*Your objective*
Each line below should be reproduced without any alteration.

*Saved entries*
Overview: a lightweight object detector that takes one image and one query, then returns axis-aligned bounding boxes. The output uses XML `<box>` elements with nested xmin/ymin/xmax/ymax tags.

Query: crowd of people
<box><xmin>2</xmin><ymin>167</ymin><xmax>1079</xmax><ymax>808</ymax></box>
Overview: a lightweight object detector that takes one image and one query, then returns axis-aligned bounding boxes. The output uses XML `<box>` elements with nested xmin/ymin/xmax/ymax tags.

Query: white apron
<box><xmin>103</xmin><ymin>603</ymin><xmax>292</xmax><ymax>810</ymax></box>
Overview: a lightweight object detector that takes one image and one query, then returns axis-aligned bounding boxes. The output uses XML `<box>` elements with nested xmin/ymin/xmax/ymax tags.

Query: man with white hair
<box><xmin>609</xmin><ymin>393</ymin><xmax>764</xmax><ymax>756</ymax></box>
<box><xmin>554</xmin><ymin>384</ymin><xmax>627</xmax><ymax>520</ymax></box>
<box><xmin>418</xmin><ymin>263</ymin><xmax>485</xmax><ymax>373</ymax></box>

*Solution*
Overview: a lightweight object detector that takes one image and one query, then returns axis-aligned bounding boxes. The output uses XML `<box>` elements with nested xmin/ymin/xmax/ymax tags.

Query: crowd of people
<box><xmin>2</xmin><ymin>167</ymin><xmax>1079</xmax><ymax>808</ymax></box>
Overview: a lightweight object detector that takes one image and one query, then returns axis-aligned bounding boxes. The output uses XML `<box>` elements with nested xmin/ymin/xmax/ymax tags.

Query: white apron
<box><xmin>103</xmin><ymin>603</ymin><xmax>292</xmax><ymax>810</ymax></box>
Overview: a lightweight object detector that takes one image and one query, then returns axis-aligned bounding boxes. The output uses XML `<box>` elements with nested xmin/ymin/xmax/ymax tags.

Query: man with white hair
<box><xmin>609</xmin><ymin>393</ymin><xmax>764</xmax><ymax>756</ymax></box>
<box><xmin>554</xmin><ymin>384</ymin><xmax>627</xmax><ymax>520</ymax></box>
<box><xmin>418</xmin><ymin>263</ymin><xmax>485</xmax><ymax>373</ymax></box>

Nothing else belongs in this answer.